(Stored dataset items)
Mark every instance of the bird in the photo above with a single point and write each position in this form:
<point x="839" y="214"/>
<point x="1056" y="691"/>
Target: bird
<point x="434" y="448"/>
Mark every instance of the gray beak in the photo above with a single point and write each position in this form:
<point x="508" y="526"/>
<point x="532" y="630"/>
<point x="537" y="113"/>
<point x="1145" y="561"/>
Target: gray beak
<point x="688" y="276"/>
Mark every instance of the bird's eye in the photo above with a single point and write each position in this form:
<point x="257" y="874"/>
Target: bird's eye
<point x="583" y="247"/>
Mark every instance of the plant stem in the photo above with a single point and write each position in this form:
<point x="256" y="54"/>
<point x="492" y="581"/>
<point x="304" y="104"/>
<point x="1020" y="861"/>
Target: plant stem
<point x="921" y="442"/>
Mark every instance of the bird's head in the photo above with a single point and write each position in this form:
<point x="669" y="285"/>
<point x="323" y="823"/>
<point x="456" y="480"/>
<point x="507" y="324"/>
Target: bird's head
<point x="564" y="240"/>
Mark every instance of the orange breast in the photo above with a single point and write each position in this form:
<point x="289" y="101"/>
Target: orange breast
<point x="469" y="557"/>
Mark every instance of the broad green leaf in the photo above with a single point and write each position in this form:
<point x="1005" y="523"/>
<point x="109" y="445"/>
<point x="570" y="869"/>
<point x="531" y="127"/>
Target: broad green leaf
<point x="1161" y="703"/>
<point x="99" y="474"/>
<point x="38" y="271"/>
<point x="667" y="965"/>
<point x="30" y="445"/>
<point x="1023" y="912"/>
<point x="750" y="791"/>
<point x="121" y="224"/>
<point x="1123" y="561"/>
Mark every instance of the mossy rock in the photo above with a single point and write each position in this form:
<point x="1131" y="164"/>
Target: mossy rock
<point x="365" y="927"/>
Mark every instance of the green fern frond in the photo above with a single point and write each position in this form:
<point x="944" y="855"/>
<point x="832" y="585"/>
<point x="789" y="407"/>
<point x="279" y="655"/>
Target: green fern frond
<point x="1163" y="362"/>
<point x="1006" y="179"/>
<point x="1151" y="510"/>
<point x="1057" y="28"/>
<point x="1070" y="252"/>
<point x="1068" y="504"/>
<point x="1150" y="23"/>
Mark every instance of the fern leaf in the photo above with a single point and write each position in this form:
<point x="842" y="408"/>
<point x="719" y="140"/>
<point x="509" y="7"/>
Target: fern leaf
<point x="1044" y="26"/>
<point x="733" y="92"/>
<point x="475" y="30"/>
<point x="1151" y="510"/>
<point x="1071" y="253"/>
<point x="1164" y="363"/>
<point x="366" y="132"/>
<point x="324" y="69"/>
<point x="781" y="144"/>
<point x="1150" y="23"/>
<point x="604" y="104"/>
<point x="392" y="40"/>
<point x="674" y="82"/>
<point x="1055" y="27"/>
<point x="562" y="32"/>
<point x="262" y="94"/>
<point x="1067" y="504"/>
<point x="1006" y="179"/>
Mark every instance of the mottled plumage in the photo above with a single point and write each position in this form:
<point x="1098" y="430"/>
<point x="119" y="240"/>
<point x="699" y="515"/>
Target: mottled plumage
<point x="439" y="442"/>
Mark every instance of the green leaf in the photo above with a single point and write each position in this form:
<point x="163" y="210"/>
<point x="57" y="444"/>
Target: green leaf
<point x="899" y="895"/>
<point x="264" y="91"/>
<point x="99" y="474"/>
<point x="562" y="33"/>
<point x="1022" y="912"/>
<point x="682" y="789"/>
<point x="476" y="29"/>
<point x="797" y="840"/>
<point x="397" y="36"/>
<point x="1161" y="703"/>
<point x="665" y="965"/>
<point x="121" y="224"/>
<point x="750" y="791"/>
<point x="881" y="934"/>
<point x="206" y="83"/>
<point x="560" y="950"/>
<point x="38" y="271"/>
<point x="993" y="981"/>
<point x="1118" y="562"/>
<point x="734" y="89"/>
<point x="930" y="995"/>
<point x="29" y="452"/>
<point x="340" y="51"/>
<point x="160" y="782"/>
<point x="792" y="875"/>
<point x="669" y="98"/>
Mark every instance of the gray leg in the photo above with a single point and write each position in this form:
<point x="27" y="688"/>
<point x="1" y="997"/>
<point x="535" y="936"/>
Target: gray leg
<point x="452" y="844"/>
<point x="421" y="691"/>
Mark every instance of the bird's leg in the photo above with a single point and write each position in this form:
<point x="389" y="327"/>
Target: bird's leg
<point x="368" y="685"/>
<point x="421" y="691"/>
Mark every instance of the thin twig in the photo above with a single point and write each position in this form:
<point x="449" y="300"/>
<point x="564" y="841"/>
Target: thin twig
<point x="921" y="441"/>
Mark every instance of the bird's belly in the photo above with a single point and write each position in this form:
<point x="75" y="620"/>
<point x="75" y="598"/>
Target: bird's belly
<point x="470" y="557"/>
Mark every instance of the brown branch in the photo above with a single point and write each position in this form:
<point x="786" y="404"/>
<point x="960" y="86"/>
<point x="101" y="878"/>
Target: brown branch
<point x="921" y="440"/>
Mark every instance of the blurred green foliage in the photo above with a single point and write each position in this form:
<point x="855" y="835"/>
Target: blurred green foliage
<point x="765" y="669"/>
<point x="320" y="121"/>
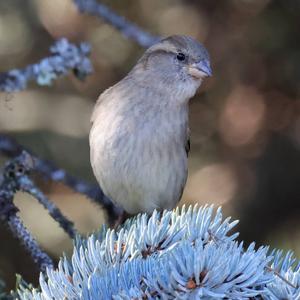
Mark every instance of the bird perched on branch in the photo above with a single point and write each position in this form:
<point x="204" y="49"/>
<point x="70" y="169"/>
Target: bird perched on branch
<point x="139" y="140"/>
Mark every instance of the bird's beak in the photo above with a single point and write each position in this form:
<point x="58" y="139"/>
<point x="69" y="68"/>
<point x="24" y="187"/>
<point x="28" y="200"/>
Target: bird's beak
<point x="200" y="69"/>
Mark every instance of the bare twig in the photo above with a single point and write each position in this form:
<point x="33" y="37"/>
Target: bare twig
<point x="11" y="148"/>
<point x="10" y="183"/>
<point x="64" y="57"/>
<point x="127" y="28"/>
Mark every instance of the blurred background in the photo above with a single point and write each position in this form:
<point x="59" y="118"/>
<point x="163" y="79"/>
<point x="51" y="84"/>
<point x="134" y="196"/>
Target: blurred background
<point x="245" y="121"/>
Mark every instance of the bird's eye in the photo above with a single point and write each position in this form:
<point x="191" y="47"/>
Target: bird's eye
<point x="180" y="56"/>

* * *

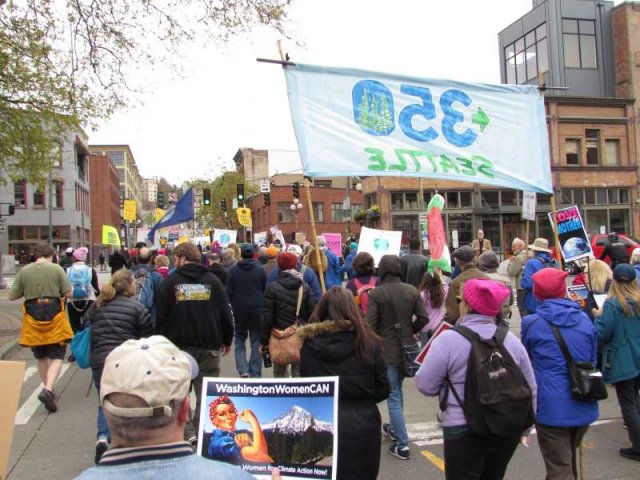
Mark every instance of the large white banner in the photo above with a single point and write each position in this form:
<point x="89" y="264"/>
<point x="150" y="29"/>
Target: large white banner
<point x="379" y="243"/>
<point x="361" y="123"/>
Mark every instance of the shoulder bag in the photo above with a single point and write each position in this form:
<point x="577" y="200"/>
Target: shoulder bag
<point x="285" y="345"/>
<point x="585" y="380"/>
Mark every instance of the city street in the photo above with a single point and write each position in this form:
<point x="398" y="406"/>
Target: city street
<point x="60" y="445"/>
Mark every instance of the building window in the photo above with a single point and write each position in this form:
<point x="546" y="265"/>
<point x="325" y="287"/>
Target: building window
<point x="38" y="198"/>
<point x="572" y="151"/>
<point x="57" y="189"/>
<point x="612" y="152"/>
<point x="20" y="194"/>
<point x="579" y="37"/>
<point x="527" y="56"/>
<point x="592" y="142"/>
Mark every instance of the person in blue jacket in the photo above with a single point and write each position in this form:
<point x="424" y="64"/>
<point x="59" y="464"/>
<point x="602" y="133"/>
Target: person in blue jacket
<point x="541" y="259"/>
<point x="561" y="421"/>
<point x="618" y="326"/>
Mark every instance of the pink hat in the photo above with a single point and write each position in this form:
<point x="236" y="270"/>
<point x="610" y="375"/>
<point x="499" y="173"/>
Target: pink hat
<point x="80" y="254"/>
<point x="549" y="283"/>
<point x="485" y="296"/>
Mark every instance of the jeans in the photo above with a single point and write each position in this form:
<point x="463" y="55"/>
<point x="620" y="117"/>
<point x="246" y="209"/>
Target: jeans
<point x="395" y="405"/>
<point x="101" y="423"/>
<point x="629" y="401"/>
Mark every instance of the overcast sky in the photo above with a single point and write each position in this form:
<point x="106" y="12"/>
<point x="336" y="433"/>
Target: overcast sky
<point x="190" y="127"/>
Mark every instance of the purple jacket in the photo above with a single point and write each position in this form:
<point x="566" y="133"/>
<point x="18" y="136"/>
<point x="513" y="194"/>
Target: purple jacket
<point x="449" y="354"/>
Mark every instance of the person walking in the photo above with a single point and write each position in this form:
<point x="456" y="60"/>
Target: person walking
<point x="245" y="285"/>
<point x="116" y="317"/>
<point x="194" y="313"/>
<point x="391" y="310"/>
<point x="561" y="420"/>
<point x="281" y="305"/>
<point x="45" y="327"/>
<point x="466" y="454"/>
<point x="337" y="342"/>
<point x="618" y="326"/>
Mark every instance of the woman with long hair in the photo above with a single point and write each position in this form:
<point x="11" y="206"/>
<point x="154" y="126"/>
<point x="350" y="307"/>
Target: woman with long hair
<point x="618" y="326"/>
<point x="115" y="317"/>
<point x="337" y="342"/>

...

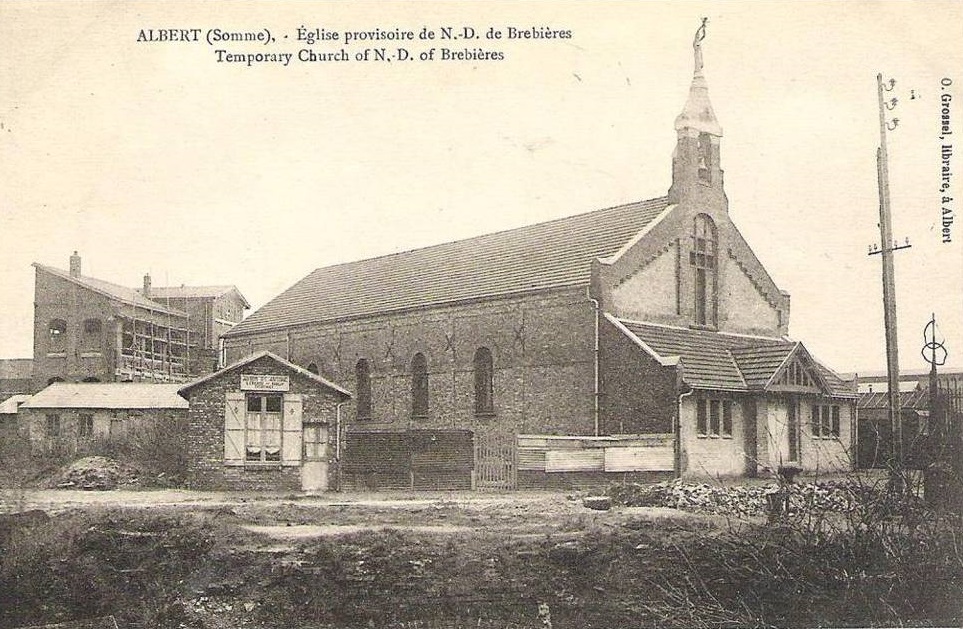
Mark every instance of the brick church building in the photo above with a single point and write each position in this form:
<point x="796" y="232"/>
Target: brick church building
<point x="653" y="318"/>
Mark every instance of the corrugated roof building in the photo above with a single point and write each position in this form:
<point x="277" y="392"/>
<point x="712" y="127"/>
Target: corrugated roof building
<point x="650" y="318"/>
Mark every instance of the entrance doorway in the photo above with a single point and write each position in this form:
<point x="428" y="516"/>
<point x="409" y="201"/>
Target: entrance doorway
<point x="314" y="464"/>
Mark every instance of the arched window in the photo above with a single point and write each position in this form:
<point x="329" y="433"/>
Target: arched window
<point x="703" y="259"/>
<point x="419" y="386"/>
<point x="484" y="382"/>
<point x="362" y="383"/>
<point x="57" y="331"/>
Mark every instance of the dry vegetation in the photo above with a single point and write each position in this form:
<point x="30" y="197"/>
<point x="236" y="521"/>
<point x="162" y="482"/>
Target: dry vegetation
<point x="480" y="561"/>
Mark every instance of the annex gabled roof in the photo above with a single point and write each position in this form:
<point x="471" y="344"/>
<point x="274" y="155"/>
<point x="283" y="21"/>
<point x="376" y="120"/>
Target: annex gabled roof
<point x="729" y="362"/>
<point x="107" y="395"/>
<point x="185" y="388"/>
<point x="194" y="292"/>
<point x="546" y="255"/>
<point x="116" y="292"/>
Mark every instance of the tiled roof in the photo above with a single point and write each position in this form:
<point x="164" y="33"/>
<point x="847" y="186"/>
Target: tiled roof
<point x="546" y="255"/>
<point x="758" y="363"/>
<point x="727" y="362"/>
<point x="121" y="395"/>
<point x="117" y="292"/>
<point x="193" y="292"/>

# Requirement:
Your answer should be the exact lines above from the one with "Mark every instance of the entrance" through the one with "Mark every instance of the dry", both included, and nothing besides.

# Task response:
Mark every instance of the entrance doorway in the photo above with a single point and write each position in this form:
<point x="428" y="516"/>
<point x="409" y="201"/>
Target: entrance doorway
<point x="314" y="464"/>
Mark every instance of the arched window in the photo above with a single point and write each position in this form:
<point x="329" y="433"/>
Target: arched window
<point x="703" y="259"/>
<point x="419" y="386"/>
<point x="484" y="382"/>
<point x="362" y="383"/>
<point x="57" y="331"/>
Mark every instance of the dry vegetation in the photo above with a single point and write each position in this form:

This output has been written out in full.